→ Instructions for the task
Render the entries as a numbered list, starting at the line containing "Your task is to locate every instance of white" and ending at the line containing "[6,0,818,1046]", with both of those lines included. Leave out any blank lines and include nothing from outside that range.

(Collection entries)
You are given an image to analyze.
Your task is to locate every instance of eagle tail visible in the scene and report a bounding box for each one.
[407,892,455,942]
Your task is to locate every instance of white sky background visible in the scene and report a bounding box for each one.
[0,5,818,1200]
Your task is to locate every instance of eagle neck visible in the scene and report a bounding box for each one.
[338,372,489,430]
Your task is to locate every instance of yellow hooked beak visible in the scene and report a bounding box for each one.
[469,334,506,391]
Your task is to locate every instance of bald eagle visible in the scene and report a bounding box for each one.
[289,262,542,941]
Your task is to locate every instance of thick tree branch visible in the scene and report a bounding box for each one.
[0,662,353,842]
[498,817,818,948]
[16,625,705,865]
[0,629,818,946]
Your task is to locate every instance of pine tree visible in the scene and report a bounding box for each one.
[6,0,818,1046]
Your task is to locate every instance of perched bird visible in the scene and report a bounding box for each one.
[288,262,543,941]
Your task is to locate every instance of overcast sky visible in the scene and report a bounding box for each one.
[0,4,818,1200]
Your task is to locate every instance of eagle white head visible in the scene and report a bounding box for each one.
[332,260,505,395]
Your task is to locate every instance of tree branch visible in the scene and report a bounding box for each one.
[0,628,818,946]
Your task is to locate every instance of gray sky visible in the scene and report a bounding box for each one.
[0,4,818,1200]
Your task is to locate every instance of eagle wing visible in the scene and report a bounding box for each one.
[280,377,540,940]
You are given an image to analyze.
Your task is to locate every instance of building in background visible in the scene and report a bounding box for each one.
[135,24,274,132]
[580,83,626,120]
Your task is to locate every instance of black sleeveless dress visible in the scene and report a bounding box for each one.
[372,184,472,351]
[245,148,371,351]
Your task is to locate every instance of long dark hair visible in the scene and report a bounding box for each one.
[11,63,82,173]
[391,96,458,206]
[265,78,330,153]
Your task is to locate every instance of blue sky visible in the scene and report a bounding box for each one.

→ Correct answer
1. Your task is to locate every instance of white sky background visible in the scene and report a bounding box for each one.
2. [0,5,818,1200]
3. Your task is to locate every instance of eagle neck visible in the scene and report a bounding box for each one.
4. [338,372,489,430]
5. Your task is to locate every instance of yellow hooked beak visible in the scene and report a bounding box for each one.
6. [469,334,506,391]
7. Your task is to locate every instance of bald eagle visible in the scene and report a bounding box for each one.
8. [289,262,542,941]
9. Your task is to locate every instance of thick tree branch visible in the scene and report a bounding box for each one.
10. [0,662,353,842]
11. [498,817,818,948]
12. [16,625,705,865]
13. [0,629,818,946]
14. Your task is to locate every instance of pine tree visible in the scene and report a bounding box for each one.
15. [6,0,818,1046]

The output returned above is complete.